#### [INFORMATION]
+++++

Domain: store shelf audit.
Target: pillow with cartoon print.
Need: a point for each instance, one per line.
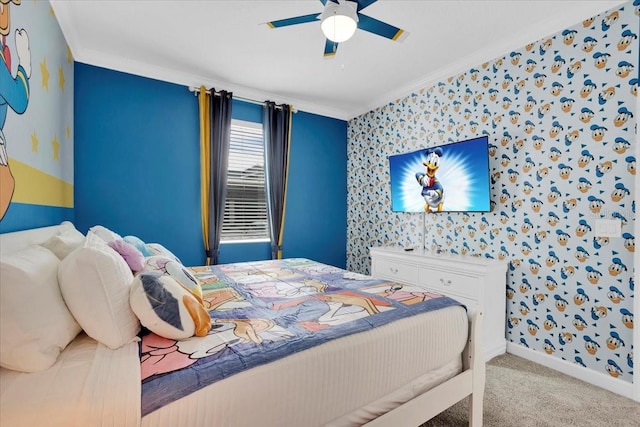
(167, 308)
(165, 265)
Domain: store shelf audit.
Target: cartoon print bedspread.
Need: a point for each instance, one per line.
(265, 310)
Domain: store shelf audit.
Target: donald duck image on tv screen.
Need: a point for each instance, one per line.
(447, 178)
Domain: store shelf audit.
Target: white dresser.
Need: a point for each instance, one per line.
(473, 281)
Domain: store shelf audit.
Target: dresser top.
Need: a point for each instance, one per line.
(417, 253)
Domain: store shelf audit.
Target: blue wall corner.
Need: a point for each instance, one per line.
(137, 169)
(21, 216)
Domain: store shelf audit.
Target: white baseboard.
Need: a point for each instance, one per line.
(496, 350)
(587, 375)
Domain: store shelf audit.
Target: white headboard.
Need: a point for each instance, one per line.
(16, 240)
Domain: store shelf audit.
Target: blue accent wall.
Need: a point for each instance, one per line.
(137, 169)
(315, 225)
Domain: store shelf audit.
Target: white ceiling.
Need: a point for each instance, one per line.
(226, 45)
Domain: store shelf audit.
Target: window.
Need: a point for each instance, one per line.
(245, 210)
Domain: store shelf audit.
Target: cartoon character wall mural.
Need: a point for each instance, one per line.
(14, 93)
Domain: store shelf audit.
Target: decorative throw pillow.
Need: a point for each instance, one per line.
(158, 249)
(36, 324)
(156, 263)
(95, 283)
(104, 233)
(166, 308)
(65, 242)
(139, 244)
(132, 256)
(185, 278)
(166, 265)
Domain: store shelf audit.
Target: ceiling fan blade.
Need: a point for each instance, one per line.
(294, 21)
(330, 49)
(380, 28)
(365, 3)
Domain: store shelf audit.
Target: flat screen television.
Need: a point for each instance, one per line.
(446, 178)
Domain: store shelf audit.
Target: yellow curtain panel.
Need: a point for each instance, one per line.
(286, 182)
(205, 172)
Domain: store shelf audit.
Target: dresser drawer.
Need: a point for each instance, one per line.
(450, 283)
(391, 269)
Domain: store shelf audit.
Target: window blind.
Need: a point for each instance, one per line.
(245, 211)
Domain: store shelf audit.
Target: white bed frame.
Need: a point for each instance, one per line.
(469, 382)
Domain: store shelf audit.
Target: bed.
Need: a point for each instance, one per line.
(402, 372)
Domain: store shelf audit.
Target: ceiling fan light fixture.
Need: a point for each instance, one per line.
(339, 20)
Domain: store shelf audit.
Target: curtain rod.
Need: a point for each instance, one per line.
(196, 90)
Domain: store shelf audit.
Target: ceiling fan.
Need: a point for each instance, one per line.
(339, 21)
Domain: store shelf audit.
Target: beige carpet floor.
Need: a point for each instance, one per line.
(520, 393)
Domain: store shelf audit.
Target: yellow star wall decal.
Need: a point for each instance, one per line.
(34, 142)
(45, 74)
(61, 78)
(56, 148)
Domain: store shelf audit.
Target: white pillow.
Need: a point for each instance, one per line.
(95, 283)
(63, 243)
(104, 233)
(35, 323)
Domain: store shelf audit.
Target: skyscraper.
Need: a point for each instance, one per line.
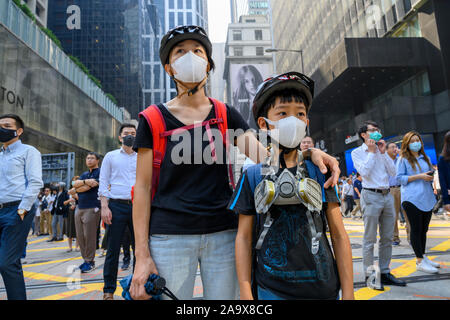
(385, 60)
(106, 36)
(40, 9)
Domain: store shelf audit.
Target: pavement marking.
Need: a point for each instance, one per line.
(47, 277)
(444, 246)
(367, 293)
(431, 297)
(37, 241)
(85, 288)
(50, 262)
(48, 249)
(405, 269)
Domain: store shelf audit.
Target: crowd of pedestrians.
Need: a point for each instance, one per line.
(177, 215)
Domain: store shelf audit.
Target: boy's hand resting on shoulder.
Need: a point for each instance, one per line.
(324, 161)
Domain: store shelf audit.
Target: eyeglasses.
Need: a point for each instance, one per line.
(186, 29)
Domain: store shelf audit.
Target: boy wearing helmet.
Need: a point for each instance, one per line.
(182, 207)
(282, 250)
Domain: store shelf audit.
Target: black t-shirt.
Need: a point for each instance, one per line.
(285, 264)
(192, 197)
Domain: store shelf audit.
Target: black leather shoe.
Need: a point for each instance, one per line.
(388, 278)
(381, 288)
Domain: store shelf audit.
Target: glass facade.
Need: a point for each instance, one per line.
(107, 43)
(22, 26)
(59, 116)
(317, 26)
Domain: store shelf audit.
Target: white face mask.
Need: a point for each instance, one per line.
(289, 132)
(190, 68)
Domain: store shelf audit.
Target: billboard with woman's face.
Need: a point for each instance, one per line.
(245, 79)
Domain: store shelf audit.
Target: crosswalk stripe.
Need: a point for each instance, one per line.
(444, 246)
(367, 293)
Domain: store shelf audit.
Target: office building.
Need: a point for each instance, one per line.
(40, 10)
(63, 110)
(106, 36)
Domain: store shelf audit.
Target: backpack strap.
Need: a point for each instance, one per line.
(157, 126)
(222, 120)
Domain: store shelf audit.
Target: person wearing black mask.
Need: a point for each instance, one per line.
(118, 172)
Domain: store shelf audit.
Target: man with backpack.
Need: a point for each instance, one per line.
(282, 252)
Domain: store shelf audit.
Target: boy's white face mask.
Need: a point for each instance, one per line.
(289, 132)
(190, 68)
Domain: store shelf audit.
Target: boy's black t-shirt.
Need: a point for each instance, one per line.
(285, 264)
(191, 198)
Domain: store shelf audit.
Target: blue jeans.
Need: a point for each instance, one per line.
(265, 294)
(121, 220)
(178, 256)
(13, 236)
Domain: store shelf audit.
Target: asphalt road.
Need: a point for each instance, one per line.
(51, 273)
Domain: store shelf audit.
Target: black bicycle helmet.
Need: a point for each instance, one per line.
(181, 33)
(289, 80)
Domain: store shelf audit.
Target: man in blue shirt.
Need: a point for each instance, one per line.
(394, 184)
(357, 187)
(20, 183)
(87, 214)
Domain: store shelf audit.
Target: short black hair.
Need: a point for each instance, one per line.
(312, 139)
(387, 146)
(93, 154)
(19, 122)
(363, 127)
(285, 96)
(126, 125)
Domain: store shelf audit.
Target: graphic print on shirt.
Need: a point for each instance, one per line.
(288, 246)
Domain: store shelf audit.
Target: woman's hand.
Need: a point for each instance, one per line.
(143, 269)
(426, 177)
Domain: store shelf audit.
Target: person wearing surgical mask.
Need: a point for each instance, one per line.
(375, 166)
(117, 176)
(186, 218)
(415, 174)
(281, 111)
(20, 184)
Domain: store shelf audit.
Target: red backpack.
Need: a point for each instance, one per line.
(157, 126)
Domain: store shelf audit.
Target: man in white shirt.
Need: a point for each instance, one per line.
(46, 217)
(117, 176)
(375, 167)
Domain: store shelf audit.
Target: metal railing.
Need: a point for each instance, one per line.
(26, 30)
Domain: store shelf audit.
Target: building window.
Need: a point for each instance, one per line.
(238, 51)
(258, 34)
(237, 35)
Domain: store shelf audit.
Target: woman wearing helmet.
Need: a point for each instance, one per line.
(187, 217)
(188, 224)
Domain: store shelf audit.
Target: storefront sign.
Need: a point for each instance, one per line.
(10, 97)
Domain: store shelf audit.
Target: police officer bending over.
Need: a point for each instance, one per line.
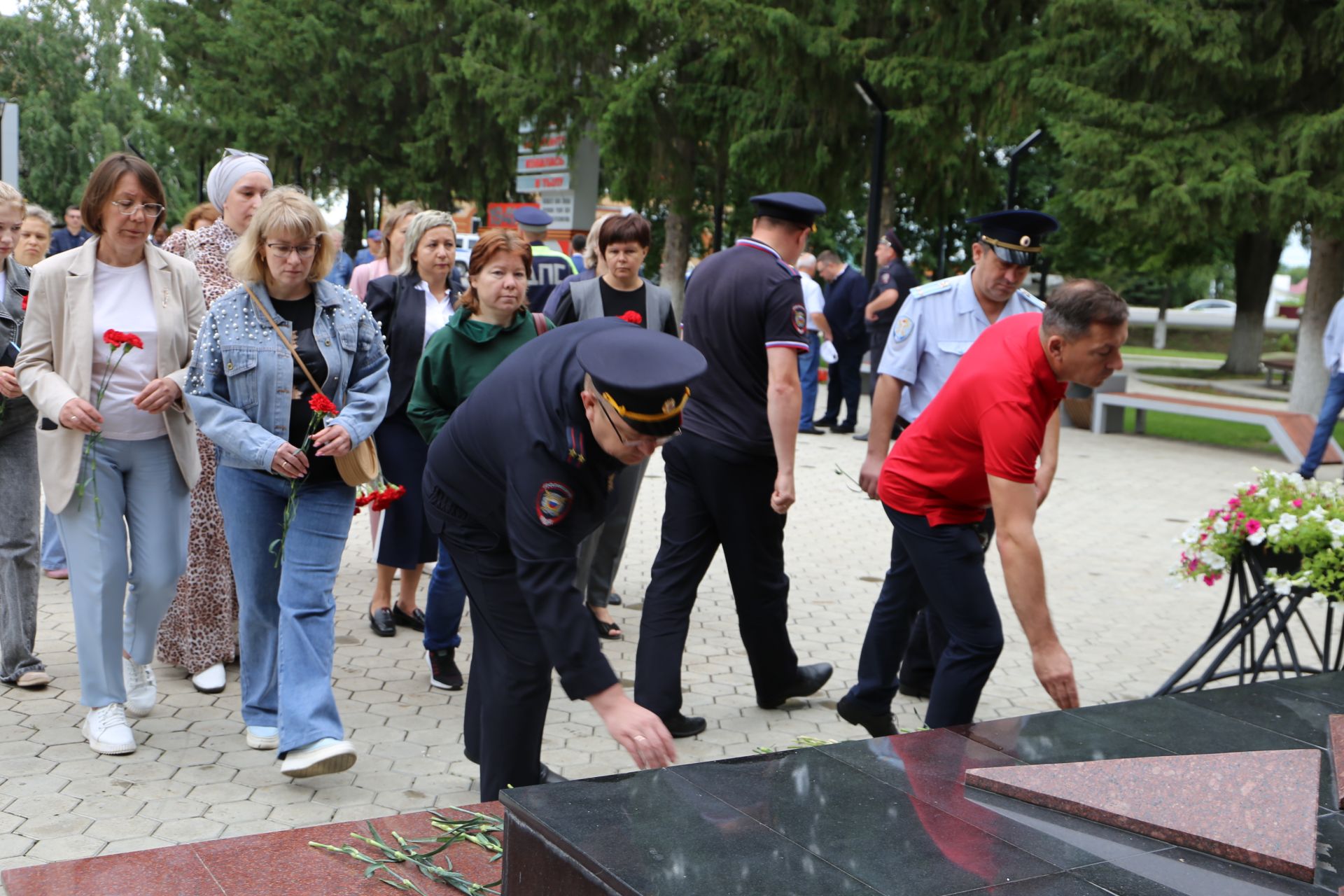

+++++

Going back to the entries above, set down exactly the lines that begin at the one with "Target: ceiling fan blade." and end at the one with "Target: dresser drawer.", both included, and nothing else.

Target: ceiling fan blade.
Need: a point for each instance, one per line.
(294, 21)
(330, 49)
(380, 28)
(365, 3)
Domain: store shelf audit.
Target: flat screen television.
Need: a point for each instance, one per line.
(446, 178)
Domain: store shelf audit.
Target: yellow curtain panel.
Need: a point for each instance, one per line.
(286, 182)
(205, 172)
Domain: store shelf audit.
Target: dresser drawer.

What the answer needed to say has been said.